Data extracts>
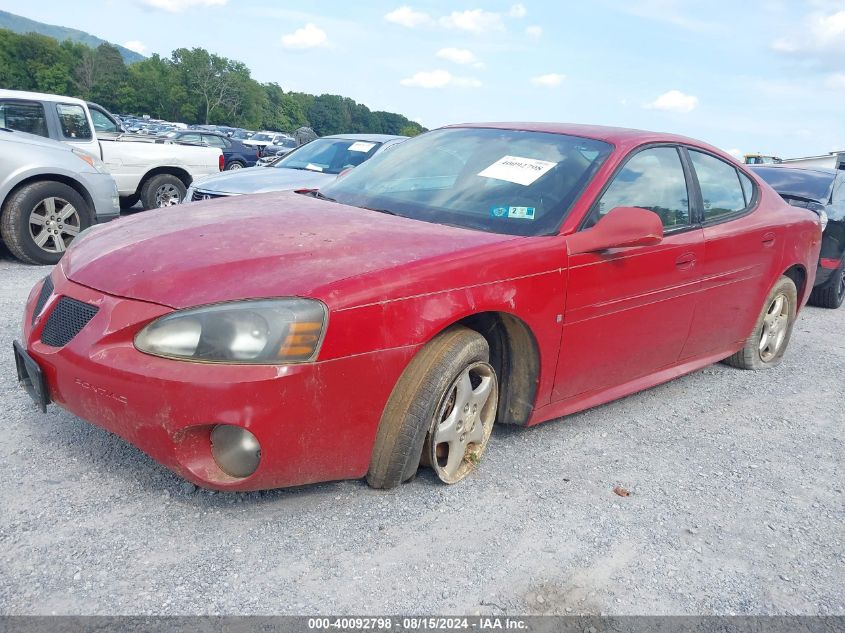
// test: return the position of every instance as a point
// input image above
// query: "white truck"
(157, 175)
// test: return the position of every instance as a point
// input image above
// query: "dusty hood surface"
(271, 245)
(263, 180)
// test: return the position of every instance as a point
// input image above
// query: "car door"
(742, 251)
(628, 310)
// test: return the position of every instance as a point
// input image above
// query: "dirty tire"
(751, 356)
(127, 202)
(15, 218)
(832, 293)
(408, 416)
(151, 186)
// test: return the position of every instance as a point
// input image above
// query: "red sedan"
(510, 273)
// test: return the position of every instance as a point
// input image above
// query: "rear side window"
(653, 179)
(24, 116)
(747, 188)
(73, 122)
(214, 141)
(102, 123)
(721, 190)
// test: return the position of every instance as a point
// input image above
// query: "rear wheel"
(41, 220)
(164, 190)
(832, 293)
(770, 337)
(127, 202)
(444, 402)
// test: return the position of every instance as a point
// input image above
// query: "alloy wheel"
(775, 326)
(463, 422)
(167, 195)
(53, 223)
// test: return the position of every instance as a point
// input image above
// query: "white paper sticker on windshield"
(361, 146)
(522, 171)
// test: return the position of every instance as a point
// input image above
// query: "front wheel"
(770, 337)
(41, 219)
(164, 190)
(445, 402)
(832, 294)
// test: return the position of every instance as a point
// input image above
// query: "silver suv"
(49, 193)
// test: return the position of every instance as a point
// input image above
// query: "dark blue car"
(236, 155)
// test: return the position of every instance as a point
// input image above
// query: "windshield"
(329, 155)
(814, 185)
(501, 181)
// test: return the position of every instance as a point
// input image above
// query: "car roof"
(39, 96)
(372, 138)
(613, 135)
(819, 170)
(16, 136)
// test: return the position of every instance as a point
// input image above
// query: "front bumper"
(315, 422)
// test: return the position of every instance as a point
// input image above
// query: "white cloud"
(518, 11)
(406, 16)
(309, 36)
(836, 81)
(674, 101)
(459, 56)
(177, 6)
(819, 32)
(534, 32)
(439, 79)
(135, 45)
(473, 21)
(550, 80)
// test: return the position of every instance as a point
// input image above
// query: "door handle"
(685, 261)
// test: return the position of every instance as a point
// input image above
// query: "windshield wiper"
(314, 193)
(386, 211)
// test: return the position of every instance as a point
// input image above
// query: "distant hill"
(19, 24)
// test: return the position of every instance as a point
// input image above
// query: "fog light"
(236, 450)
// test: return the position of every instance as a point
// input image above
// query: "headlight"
(264, 332)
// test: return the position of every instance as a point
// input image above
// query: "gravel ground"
(736, 506)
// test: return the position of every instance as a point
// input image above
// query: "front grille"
(204, 195)
(66, 321)
(46, 291)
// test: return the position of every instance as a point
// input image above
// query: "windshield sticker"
(523, 213)
(522, 171)
(361, 146)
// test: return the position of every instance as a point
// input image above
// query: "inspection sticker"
(525, 213)
(361, 146)
(522, 171)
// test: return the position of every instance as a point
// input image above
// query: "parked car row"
(310, 166)
(370, 324)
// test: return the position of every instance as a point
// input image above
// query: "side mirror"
(622, 227)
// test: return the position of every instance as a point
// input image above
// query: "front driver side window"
(653, 179)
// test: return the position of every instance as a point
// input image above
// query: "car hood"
(281, 244)
(264, 179)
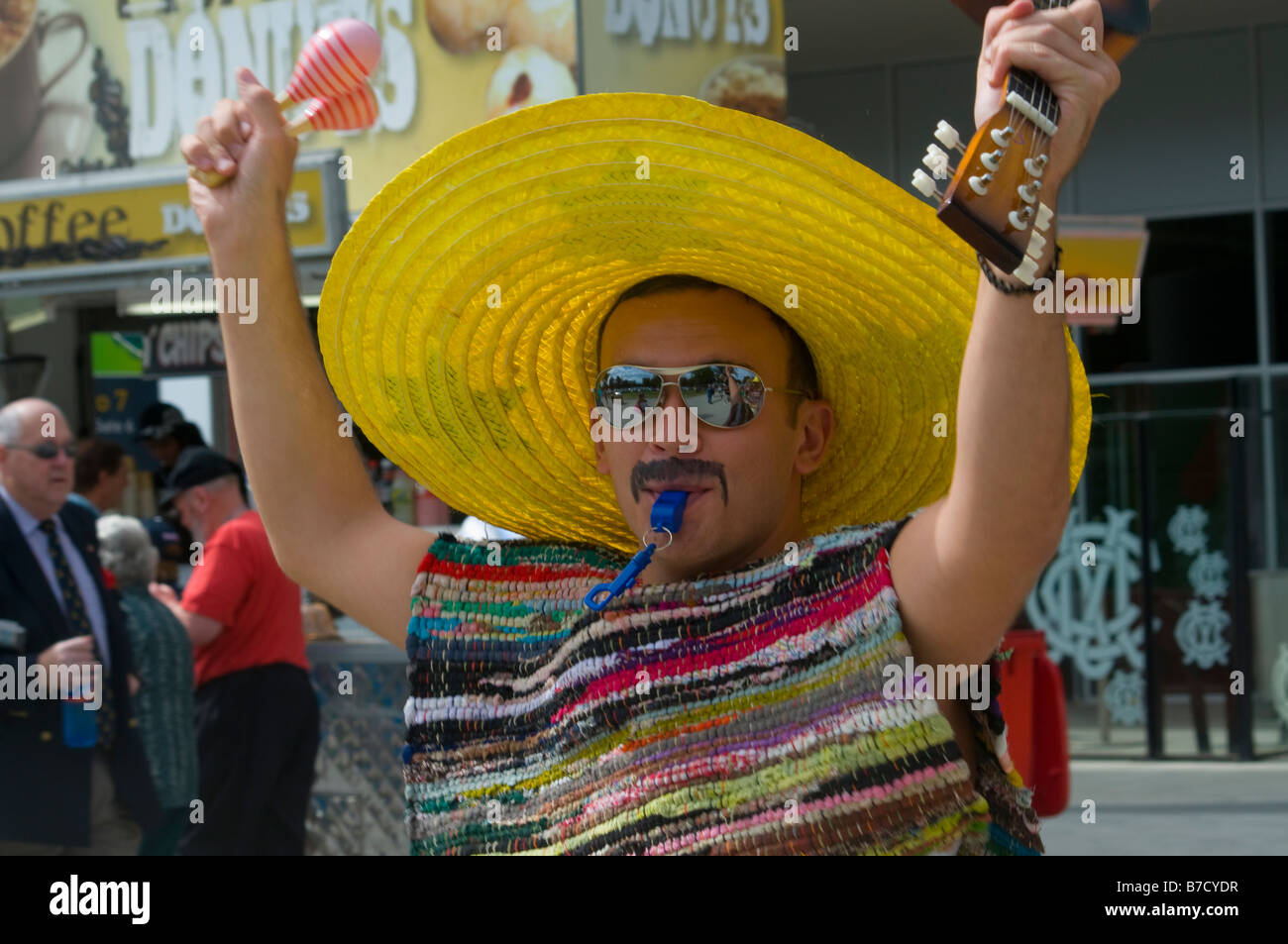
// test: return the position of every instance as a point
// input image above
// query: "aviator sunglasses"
(47, 451)
(721, 395)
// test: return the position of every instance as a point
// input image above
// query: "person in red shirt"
(256, 710)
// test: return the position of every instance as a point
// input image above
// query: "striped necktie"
(78, 618)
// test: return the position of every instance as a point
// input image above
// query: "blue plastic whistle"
(666, 515)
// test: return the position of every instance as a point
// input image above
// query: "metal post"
(1153, 700)
(1239, 723)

Aim of the task> The response consists of the data above printed line for line, with no pictures.

Finished task>
// test: return the position of every instance as a point
// input image above
// query: "white truck"
(157, 175)
// test: return the position of every instance as a point
// input image above
// query: "dusty hood surface"
(271, 245)
(263, 180)
// test: return the position of every instance as a point
// input image above
// query: "car door"
(742, 251)
(628, 310)
// test: return the position of every instance as a point
// input image above
// query: "dirty tire"
(751, 356)
(127, 202)
(15, 218)
(832, 293)
(408, 416)
(151, 186)
// test: return the position of every instance as a point
// input image above
// query: "red sedan"
(510, 273)
// test: return the position of every instance as a point
// input image above
// query: "rear side window"
(653, 179)
(24, 116)
(747, 188)
(73, 122)
(214, 141)
(102, 123)
(721, 190)
// test: return the position of every instance as a point
// input image above
// query: "rear wheel"
(41, 220)
(164, 190)
(832, 293)
(770, 337)
(127, 202)
(444, 402)
// test: return the position of every instance as a point
// input image above
// query: "alloy wheel"
(775, 326)
(463, 422)
(167, 195)
(53, 223)
// test: return the position of every instance as a point
// input image above
// query: "white paper sticker on windshield"
(361, 146)
(522, 171)
// test: return the position of every instance as a point
// input image above
// query: "front wheel"
(770, 337)
(41, 219)
(164, 190)
(445, 402)
(832, 294)
// test: return the position of every instance as a point
// input image above
// query: "silver suv"
(49, 193)
// test: return the position of every instance as a point
// input image above
// query: "dark blue car"
(236, 155)
// test: return the position of every instance as a point
// input image above
// query: "windshield"
(329, 155)
(814, 185)
(501, 181)
// test: return the position of every instance as a point
// input image above
// query: "car roof"
(39, 96)
(372, 138)
(613, 135)
(819, 170)
(16, 136)
// test: return the position of every instance as a point
// input image above
// query: "front bumper"
(315, 422)
// test: return the position of every instance as a point
// input image above
// query: "white cloud"
(518, 11)
(406, 16)
(309, 36)
(836, 81)
(674, 101)
(459, 56)
(177, 6)
(819, 32)
(534, 32)
(439, 79)
(135, 45)
(473, 21)
(550, 80)
// test: return the position of every instance as a point
// input image above
// query: "door handle"
(685, 261)
// test: return the position of every instance as a point
// input image above
// query: "windshield wiper"
(314, 193)
(386, 211)
// test: return the position of every instance as a point
// input image above
// query: "distant hill"
(19, 24)
// test: return the position of every instance as a point
// input image above
// query: "fog light"
(236, 450)
// test: return the position of every instance as a point
// input image above
// query: "headlight"
(264, 332)
// test: return the position of every instance as a point
// input image above
// query: "gravel ground"
(736, 506)
// test: return the position of every instance as a point
// input image above
// query: "front grille"
(204, 195)
(66, 321)
(46, 291)
// test: return the position of every instance as a point
// input image above
// query: "windshield sticker"
(523, 213)
(522, 171)
(361, 146)
// test: return the position of every instance as a point
// input image above
// query: "inspection sticker"
(525, 213)
(361, 146)
(522, 171)
// test: return the position of every instance as a point
// input image above
// query: "parked car row"
(310, 166)
(370, 324)
// test: return the position of every instance as a point
// input image above
// query: "side mirror"
(622, 227)
// test: return the position of every instance as a point
// input image above
// query: "front driver side window"
(653, 179)
// test: return the position of every instance as a point
// input image above
// query: "car hood"
(281, 244)
(264, 179)
// test: return the position of every instance as a point
// input image above
// query: "aviator sunglasses"
(47, 451)
(721, 395)
// test: return the position of every instance as a point
// input image above
// query: "person in red shirt"
(256, 710)
// test: return the position of every instance as a point
// input image above
// query: "striped necktie"
(78, 618)
// test: return the position of every instance as a point
// input image above
// query: "blue plastic whistle"
(666, 515)
// test: return the position of every instance as a point
// input image above
// query: "metal post"
(1153, 700)
(1239, 723)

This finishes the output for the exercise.